In this interview Marc Maiffret, Co-Founder and CTO of eEye Digital Security, discusses endpoint security and its ramifications on the enterprise. eEye is the developer of Blink – the first unified client security agent.
Introduce yourself to the readers.
I´ve always been interested in computer security and hunting down vulnerabilities and worked with a colleague to create eEye back in 1998. I´ve always been its chief hacking officer, and earlier this year, we added the more formal CTO title as well.
We´re really proud of our research team, which is pretty well known around the globe for our ability to discover some pretty critical vulnerabilities, such as Code Red and Sasser. We take all that knowledge and integrate it into our products, which cover vulnerability management and endpoint security for enterprises.
What do you see as the biggest security threats today?
The two biggest threats are zero-day attacks and client application vulnerabilities. In the case of zero-day attacks, we have seen a continued increase in vulnerabilities becoming public before a patch has been released by the affected software vendors.

**Entries shown:**
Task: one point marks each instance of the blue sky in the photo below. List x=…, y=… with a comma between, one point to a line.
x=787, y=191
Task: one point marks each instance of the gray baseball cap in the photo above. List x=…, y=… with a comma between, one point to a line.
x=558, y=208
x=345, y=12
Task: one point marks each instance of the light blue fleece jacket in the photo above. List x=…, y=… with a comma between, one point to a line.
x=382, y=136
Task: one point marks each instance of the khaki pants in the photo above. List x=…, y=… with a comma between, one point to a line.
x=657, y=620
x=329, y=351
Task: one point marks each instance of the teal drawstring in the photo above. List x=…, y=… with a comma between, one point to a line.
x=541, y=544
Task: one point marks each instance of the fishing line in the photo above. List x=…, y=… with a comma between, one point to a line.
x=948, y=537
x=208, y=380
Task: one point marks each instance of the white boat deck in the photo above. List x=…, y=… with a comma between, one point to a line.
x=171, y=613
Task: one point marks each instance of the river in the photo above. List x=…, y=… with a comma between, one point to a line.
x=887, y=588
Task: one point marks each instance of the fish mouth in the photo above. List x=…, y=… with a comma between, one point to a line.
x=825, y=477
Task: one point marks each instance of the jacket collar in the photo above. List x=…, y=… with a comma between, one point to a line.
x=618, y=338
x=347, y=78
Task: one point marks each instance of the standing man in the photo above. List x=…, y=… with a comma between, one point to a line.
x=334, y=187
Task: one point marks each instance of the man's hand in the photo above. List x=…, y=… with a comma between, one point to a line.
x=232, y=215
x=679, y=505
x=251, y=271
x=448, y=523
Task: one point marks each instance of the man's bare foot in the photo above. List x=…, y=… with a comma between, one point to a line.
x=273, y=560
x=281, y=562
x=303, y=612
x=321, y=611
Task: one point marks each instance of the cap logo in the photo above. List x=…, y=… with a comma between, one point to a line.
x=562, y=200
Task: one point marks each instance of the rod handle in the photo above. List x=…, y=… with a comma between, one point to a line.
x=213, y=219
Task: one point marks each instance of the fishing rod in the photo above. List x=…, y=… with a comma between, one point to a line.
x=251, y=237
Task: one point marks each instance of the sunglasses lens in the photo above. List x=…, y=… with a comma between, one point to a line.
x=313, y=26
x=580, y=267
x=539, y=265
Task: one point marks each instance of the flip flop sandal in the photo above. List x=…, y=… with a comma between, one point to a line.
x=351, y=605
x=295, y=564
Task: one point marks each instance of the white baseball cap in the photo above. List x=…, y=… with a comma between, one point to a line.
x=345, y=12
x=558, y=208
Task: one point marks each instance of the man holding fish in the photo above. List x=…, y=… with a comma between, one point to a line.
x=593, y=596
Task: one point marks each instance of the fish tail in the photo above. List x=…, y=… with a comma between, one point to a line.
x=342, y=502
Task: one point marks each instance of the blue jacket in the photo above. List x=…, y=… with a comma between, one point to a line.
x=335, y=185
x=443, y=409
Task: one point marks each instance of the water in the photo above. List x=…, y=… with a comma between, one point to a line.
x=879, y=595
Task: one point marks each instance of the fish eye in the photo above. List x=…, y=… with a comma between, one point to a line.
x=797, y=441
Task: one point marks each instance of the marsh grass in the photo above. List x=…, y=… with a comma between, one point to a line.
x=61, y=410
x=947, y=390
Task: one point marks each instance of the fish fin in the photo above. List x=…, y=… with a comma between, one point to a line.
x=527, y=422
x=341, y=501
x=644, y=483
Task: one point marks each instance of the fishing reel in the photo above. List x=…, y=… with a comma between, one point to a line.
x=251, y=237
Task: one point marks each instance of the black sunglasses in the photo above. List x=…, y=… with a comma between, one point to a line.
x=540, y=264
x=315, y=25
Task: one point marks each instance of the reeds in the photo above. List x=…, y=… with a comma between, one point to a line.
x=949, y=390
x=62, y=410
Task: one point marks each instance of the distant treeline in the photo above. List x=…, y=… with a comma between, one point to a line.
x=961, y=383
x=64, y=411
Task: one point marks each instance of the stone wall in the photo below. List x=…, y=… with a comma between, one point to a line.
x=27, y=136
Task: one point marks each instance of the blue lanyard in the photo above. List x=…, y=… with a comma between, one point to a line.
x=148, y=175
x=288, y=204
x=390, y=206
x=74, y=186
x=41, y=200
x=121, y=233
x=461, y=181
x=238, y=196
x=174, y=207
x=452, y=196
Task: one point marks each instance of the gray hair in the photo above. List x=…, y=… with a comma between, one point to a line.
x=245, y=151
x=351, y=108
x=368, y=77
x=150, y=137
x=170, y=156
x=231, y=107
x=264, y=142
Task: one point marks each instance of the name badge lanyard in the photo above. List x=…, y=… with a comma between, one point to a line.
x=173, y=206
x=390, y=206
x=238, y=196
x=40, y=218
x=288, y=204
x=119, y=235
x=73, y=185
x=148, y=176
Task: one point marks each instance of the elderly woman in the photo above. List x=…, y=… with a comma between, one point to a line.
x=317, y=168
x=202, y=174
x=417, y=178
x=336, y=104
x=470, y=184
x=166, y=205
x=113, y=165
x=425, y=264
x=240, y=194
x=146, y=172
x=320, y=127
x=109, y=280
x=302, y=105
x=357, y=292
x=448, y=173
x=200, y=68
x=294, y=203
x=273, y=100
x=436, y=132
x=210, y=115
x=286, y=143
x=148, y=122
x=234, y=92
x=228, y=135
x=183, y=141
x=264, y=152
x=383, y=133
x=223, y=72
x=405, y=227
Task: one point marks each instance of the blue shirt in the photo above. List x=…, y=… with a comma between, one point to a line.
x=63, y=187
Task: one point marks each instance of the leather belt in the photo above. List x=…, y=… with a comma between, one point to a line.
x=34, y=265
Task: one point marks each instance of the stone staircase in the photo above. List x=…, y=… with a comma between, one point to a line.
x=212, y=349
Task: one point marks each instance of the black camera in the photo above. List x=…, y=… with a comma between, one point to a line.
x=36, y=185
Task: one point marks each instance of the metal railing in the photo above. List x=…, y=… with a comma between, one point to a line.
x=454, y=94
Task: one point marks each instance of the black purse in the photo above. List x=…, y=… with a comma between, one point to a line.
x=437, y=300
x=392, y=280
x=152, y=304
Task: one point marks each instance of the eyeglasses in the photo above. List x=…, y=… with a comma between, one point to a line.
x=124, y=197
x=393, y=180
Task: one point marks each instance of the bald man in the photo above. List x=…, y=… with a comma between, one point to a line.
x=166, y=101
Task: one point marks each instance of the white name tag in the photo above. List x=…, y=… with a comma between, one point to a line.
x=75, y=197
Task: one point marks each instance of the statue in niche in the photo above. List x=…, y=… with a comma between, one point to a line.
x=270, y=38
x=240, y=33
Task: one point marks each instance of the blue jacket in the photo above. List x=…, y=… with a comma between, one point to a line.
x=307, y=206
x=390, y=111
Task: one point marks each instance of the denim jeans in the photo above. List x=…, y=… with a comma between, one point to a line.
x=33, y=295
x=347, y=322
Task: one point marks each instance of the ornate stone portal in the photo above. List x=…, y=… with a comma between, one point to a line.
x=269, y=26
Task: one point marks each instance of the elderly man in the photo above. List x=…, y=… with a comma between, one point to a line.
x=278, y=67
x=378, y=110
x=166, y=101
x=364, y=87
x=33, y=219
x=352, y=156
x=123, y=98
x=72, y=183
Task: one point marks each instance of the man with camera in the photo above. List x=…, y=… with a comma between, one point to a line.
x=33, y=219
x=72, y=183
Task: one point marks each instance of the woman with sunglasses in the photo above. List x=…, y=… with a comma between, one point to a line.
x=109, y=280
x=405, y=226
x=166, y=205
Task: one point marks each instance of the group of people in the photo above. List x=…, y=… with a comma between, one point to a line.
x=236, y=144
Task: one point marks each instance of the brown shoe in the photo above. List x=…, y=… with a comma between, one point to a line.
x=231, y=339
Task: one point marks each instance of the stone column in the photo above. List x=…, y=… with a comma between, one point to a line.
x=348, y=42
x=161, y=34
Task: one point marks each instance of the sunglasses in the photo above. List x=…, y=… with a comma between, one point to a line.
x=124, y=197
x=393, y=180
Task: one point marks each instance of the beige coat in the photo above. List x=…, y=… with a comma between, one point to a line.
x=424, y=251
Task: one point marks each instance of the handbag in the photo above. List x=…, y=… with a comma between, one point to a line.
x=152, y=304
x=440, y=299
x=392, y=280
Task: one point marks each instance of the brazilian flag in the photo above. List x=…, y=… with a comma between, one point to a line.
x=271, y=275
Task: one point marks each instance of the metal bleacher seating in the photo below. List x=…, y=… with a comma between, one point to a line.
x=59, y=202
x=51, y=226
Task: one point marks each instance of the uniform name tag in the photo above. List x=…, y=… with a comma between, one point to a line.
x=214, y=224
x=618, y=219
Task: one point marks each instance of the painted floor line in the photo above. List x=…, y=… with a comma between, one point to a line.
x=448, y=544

**Set of tasks:**
**a)** According to the eEye interview, what are the two biggest security threats today?
**b)** Can you write the next part of the endpoint security interview, picking up after its final sentence?
The records play no part in this work.

**Answers provided:**
**a)** Zero-day attacks and client application vulnerabilities.

**b)**
This creates an interesting dynamic in that companies are being left vulnerable to attacks that affect most of their desktops and without any patch from the vendor, companies can only hope they are not targeted by attacks. Also, most of the new vulnerabilities being discovered today affect desktop applications and this compounds the need for improved security on each endpoint. Vulnerabilities within client applications create gateways into the internal parts of most corporate networks where successful attacks can take place regardless of what perimeter defenses are in place. The average corporate desktop has little-to-no security except for anti-virus, which, as a technology, is not capable of stopping zero-day vulnerability and client application attacks. These are just a few of the drivers and factors coming into security today and why eEye has focused so much effort on our Blink host-based security product.
In your opinion, what is the biggest challenge in protecting endpoint clients?
How do you protect an endpoint client without creating a management nightmare for the businesses using such software? Most endpoint security solutions require massive amounts of tweaking and rule creating, learning mode systems and related. In 2-3 years, the Gartner´s of the world will declare most of today´s concepts of endpoint security to be “dead” just as they did with IDS. IDS was a system that started out as a great idea but companies quickly realized the cost to manage systems like these was not worth the return on investment. Most host-based security software falls into this same “management vs. ROI” predicament that IDS did. There are some solutions, such as Blink, that do not fall into this trap, but solutions such as McAfee, Cisco and related are not exempt. Compounded to make matters worst you have companies like McAfee and Cisco, which truly are poisoning the minds of the IT security world with ideas on host-based security that are not factual or well thought out.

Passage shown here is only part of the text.